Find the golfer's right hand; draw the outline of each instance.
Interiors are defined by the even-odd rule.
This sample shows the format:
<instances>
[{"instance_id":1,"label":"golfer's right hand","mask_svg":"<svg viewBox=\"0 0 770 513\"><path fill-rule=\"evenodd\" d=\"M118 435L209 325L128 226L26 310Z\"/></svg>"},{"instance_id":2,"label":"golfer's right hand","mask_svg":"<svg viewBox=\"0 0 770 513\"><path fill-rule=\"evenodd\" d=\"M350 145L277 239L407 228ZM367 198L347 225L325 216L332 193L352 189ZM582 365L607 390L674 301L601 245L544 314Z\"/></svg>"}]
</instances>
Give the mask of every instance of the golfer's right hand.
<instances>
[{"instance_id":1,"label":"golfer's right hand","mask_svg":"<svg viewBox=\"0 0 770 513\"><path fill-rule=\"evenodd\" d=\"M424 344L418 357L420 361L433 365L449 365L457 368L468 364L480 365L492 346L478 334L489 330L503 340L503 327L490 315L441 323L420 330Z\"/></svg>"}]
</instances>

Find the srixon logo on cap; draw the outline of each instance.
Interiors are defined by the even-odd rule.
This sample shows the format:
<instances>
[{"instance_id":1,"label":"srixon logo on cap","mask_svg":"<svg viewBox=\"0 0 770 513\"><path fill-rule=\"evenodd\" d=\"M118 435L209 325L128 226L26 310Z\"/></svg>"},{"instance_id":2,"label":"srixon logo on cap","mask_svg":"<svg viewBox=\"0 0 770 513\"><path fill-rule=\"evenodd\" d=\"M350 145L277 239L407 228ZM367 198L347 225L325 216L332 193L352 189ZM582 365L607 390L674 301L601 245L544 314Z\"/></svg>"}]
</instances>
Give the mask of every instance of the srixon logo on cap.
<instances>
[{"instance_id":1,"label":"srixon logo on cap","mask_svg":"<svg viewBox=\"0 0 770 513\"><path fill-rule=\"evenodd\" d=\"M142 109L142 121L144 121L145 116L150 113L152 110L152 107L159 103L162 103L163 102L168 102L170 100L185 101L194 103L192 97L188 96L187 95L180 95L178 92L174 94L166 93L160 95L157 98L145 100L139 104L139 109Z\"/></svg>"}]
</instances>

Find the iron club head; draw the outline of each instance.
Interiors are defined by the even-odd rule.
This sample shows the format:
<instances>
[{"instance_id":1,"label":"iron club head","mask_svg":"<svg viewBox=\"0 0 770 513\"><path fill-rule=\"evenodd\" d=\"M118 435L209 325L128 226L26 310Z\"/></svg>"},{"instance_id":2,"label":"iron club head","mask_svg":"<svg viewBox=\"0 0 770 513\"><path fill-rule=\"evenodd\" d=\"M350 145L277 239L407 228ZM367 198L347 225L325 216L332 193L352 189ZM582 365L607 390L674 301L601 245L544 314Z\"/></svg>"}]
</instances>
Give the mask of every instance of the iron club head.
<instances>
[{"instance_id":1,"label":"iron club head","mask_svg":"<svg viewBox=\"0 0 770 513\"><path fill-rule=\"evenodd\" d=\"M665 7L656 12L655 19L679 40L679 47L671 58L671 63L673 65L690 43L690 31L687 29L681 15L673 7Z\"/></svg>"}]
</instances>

------------------------------------------------------------

Please edit the items above by replacing "even-odd rule" with "nonzero winding rule" throughout, leaving every other line as it stands.

Find the golfer's right hand; draw the outline of each instance.
Interiors are defined by the nonzero winding rule.
This sample shows the format:
<instances>
[{"instance_id":1,"label":"golfer's right hand","mask_svg":"<svg viewBox=\"0 0 770 513\"><path fill-rule=\"evenodd\" d=\"M118 435L209 325L128 226L26 310Z\"/></svg>"},{"instance_id":2,"label":"golfer's right hand","mask_svg":"<svg viewBox=\"0 0 770 513\"><path fill-rule=\"evenodd\" d=\"M350 145L277 239L407 228ZM367 198L347 225L325 216L332 193L352 189ZM582 365L607 390L674 301L601 245L544 314Z\"/></svg>"}]
</instances>
Give the mask of every instance of the golfer's right hand.
<instances>
[{"instance_id":1,"label":"golfer's right hand","mask_svg":"<svg viewBox=\"0 0 770 513\"><path fill-rule=\"evenodd\" d=\"M424 344L418 357L420 361L433 365L449 365L457 368L468 364L480 365L492 346L478 334L489 330L503 340L503 327L490 315L441 323L420 330Z\"/></svg>"}]
</instances>

Find the srixon logo on cap; draw the outline of each instance.
Interiors are defined by the nonzero winding rule.
This sample shows the format:
<instances>
[{"instance_id":1,"label":"srixon logo on cap","mask_svg":"<svg viewBox=\"0 0 770 513\"><path fill-rule=\"evenodd\" d=\"M118 435L209 325L128 226L26 310Z\"/></svg>"},{"instance_id":2,"label":"srixon logo on cap","mask_svg":"<svg viewBox=\"0 0 770 513\"><path fill-rule=\"evenodd\" d=\"M350 145L277 239L407 228ZM367 198L347 225L325 216L332 193L352 189ZM582 365L607 390L674 301L601 245L544 314Z\"/></svg>"}]
</instances>
Give the mask of every instance of the srixon logo on cap.
<instances>
[{"instance_id":1,"label":"srixon logo on cap","mask_svg":"<svg viewBox=\"0 0 770 513\"><path fill-rule=\"evenodd\" d=\"M142 109L142 121L144 121L145 116L150 113L152 110L152 107L159 103L162 103L163 102L168 102L170 100L185 101L194 103L192 97L188 96L187 95L180 95L178 92L174 94L166 93L160 95L157 98L145 100L139 104L139 109Z\"/></svg>"}]
</instances>

Find the iron club head; draw the outline of each instance.
Interiors are defined by the nonzero winding rule.
This sample shows the format:
<instances>
[{"instance_id":1,"label":"iron club head","mask_svg":"<svg viewBox=\"0 0 770 513\"><path fill-rule=\"evenodd\" d=\"M118 435L209 325L128 226L26 310Z\"/></svg>"},{"instance_id":2,"label":"iron club head","mask_svg":"<svg viewBox=\"0 0 770 513\"><path fill-rule=\"evenodd\" d=\"M350 145L277 239L407 228ZM367 198L347 225L325 216L332 193L352 189ZM582 365L607 390L674 301L601 245L544 314Z\"/></svg>"}]
</instances>
Give the mask of every instance of the iron club head.
<instances>
[{"instance_id":1,"label":"iron club head","mask_svg":"<svg viewBox=\"0 0 770 513\"><path fill-rule=\"evenodd\" d=\"M665 7L656 12L655 19L679 40L679 47L671 58L671 63L673 65L690 43L690 31L687 29L681 15L673 7Z\"/></svg>"}]
</instances>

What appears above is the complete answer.